*Directions for this task*
Please extract the lines from the start of the records through the line with "point(734, 52)", both ends included, and reproduce them exactly.

Data entries:
-- -- --
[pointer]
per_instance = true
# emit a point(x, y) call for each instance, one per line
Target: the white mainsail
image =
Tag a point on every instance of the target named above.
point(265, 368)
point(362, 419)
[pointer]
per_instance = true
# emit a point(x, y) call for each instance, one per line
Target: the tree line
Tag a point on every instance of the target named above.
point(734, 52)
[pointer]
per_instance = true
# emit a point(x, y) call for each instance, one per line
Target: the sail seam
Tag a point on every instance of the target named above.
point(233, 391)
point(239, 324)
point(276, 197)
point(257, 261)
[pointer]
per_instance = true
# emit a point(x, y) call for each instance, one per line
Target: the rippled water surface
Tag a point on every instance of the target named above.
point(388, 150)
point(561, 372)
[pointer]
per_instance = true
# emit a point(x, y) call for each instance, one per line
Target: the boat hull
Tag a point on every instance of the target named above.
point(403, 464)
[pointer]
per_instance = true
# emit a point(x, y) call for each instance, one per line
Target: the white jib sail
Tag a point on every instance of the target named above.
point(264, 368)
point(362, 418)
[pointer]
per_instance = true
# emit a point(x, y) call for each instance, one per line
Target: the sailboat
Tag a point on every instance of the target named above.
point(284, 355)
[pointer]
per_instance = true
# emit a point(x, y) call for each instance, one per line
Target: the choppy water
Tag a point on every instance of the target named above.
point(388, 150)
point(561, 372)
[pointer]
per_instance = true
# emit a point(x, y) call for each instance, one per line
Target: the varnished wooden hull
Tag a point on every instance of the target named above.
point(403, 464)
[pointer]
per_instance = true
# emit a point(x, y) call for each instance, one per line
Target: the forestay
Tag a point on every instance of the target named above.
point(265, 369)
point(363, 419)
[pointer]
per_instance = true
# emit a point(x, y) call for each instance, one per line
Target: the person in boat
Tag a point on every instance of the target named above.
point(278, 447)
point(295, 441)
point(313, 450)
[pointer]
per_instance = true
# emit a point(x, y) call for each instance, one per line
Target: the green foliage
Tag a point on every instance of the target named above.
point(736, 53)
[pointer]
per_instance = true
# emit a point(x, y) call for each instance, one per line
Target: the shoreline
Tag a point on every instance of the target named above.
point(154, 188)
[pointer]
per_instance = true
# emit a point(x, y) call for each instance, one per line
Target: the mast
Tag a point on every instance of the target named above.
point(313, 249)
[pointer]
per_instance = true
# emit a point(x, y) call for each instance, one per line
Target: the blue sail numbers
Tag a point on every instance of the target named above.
-- -- --
*Final answer*
[pointer]
per_instance = true
# emit a point(x, y) call for each instance, one per line
Target: the white mainsail
image =
Tag a point on every instance of the target named above.
point(265, 368)
point(362, 419)
[pointer]
per_instance = true
# emit a point(x, y) call for each instance, one per line
Target: the tree line
Tag a point on every instance of the target named above.
point(734, 52)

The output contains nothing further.